TEXT PROVIDED:
- Theatrical Release Poster
- Directed by: Sarang Thiagu
- Written by: Sarang Thiagu
- Screenplay by: Sarang Thiagu Kishen Das Kaushik Sampath Ashameera Aiyappan (additional) Bipin R. (additional)
- Produced by: S. Vinod Kumar
- Starring: Kishen Das; Shivathmika Rajashekar;
- Cinematography: Gowtham Rajendran
- Edited by: Praveen Antony
- Music by: Siddhu Kumar
- Production company: Mini Studio LLP
- Distributed by: Ayngaran International
- Release date: 7 November 2025;
- Running time: 127 minutes
- Country: India
- Language: Tamil
- Budget: ₹4 crore

= Aaromaley =

Indian Tamil-language romantic comedy buddy film

Aaromaley is an Indian Tamil-language romantic comedy buddy film written and directed by Sarang Thiagu in his debut, starring Kishen Das and Shivathmika Rajashekar in the lead roles, alongside Harshath Khan and VTV Ganesh in important roles. The film is produced by S. Vinod Kumar under his Mini Studio LLP banner, while the technical team consists of cinematographer Gowtham Rajendran, editor Praveen Antony and music composer Siddhu Kumar.

Aaromaley was released in theatres on 7 November 2025 to positive reviews from critics and audiences.

== Plot ==
In his teenage years, Ajith becomes inspired by Vinnaithaandi Varuvaayaa and begins to believe that love makes everything work in life. In school and later college, he falls in love and both romances with both girls end up failing. Throughout this he always has his childhood friend who thinks his obsession with love is silly. However, his obsession for love does not end. He then goes to wedding at a church and stops the bride who is walking in by saying that he loves her and tried to stop the wedding. The bride yells at him. He gets kicked out of the wedding and in the process breaks the windshield of the car. As a result, the bride's family lodges a police complaint. His father bails him and his friend out.

When his father takes him home, he asks his father to not tell his mother anything. However his father does tell his mother who yells at him. She asks his father to set Ajith with a job at his friend Xavier's matrimonial office. After arguing with his family, he finally accepts to go into work for his father's friend.

At the matrimonial office, on his first day he hears a girl (Anjali) humming on the elevator. They both get off on the same floor and he is immediately struck by her beauty. During his intro with Xavier, he is paired with Mayur who teaches him the ropes and tells him Anjali is very strict. Anjali soon becomes Ajith's nightmare and he wants to quit.

However, love eventually blossoms between the pair. The film revolves around him and his various attempts to survive in his current job, whilst navigating his humorous love for Anjali.

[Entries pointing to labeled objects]
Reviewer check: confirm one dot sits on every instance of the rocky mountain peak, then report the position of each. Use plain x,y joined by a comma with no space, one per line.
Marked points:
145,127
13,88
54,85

TO DO:
Print the passage of the Aaromaley article from "When his father" up to and including "his father's friend.".

ANSWER TO THE EXERCISE:
When his father takes him home, he asks his father to not tell his mother anything. However his father does tell his mother who yells at him. She asks his father to set Ajith with a job at his friend Xavier's matrimonial office. After arguing with his family, he finally accepts to go into work for his father's friend.